**Articolo**

+++++

Lode a chi ha ammazzato Pisacane

La poesia dice che «eran trecento, eran giovani e forti e sono morti». Ma «erano delinquenti – secondo il magistrato napoletano Edoardo Vitale —. Seguivano Carlo Pisacane perché li aveva liberati dal carcere di Ponza». Vitale tiene conferenze e dirige «L’Alfiere», «pubblicazione tradizionalista», con l’intento di scrivere la controstoria del Risorgimento. L’11 maggio scorso partecipa a un convegno a Sanza, comune del Salernitano dove Pisacane fu ucciso. «Ho rispetto per Pisacane – dice Vitale a “la Lettura” —. È morto per un ideale. Ma mettiamoci nei panni dei contadini che vedono arrivare una banda di invasori armati. Si spaventano. Legittimo che si siano difesi. Finiamola di descrivere quella gente come selvaggi».
Al convegno Vitale giustifica anche Sabino Laveglia, l’uccisore di Pisacane. «Era un gendarme borbonico e fece il suo dovere». Per onorarne la memoria offre un riconoscimento a un discendente di Laveglia. Sindaco e vicesindaco se ne vanno irritati e l’editore Giuseppe Galzerano, che ha pubblicato il testo di Pisacane La rivoluzione, insorge dicendo che «omaggiare con tanta deferenza l’erede di un assassino è un brutto messaggio. Come dire: uccidi e sarai premiato. Il gesto di un magistrato che suona offensivo per il Risorgimento».
Il fatto è che al Sud sono in parecchi a nutrire una pessima opinione del Risorgimento. I più agguerriti fanno capo al Movimento neoborbonico, il cui sito web ha collezionato dodici milioni di visite. Venerdì 31 maggio, cinque giorni dopo le elezioni europee, i neoborbonici inaugurano a Napoli l’anno dedicato al re Ferdinando II di Borbone. E l’indomani riuniscono il parlamento delle Due Sicilie.

+++++

[Voci tratte da una fonte di dati]
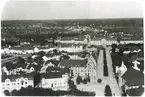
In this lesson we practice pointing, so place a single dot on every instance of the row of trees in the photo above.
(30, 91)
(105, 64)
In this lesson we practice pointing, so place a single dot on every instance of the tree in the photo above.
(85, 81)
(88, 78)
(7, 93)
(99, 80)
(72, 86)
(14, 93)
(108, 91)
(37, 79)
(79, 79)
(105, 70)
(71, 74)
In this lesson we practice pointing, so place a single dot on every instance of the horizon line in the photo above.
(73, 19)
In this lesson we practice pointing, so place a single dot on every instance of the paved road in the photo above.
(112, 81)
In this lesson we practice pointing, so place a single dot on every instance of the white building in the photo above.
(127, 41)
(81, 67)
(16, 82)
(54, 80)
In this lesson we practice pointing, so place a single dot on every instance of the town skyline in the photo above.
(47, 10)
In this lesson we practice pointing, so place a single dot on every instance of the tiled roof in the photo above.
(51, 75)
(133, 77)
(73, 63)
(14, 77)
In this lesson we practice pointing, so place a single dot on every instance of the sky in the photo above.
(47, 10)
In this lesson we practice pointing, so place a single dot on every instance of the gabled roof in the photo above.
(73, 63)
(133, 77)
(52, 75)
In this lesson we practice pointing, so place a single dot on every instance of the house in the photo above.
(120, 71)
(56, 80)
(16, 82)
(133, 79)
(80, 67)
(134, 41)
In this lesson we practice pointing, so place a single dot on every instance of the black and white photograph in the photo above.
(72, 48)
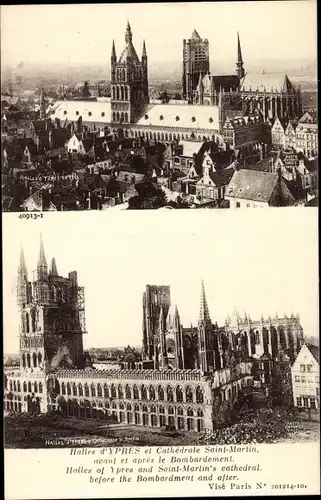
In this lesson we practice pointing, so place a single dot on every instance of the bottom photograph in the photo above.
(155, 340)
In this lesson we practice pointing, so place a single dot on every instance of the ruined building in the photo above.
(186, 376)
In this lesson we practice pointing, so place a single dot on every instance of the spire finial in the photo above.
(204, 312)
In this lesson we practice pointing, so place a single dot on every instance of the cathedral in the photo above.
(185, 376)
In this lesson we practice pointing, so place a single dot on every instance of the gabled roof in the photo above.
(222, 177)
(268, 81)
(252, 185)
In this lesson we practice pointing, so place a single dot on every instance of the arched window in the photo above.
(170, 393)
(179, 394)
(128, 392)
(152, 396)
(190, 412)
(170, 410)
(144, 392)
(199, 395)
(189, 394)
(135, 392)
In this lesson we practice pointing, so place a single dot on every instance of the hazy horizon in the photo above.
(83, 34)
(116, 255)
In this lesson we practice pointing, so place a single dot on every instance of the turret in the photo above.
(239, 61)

+++++

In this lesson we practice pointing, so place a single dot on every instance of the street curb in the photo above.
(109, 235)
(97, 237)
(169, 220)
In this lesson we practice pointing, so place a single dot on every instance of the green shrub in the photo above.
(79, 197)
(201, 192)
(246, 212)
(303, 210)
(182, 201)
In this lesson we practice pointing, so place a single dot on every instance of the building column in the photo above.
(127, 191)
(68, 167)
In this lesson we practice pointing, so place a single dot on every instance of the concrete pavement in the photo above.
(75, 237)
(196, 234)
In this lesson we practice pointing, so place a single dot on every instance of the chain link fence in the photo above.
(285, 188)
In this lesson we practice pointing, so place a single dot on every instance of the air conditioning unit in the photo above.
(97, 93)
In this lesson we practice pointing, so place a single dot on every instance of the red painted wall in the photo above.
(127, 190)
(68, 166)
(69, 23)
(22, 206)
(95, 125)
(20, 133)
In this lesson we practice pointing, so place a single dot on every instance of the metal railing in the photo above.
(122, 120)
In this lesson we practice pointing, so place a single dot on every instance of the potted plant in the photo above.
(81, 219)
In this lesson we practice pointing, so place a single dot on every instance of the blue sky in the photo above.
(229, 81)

+++++

**Compito assegnato**
Trascrivi parola per parola il passo dell'articolo su Pisacane che comincia con "Il fatto è che" e termina con "delle Due Sicilie.". Le voci non sono necessarie per svolgere il lavoro.

**Risultato finale**
Il fatto è che al Sud sono in parecchi a nutrire una pessima opinione del Risorgimento. I più agguerriti fanno capo al Movimento neoborbonico, il cui sito web ha collezionato dodici milioni di visite. Venerdì 31 maggio, cinque giorni dopo le elezioni europee, i neoborbonici inaugurano a Napoli l’anno dedicato al re Ferdinando II di Borbone. E l’indomani riuniscono il parlamento delle Due Sicilie.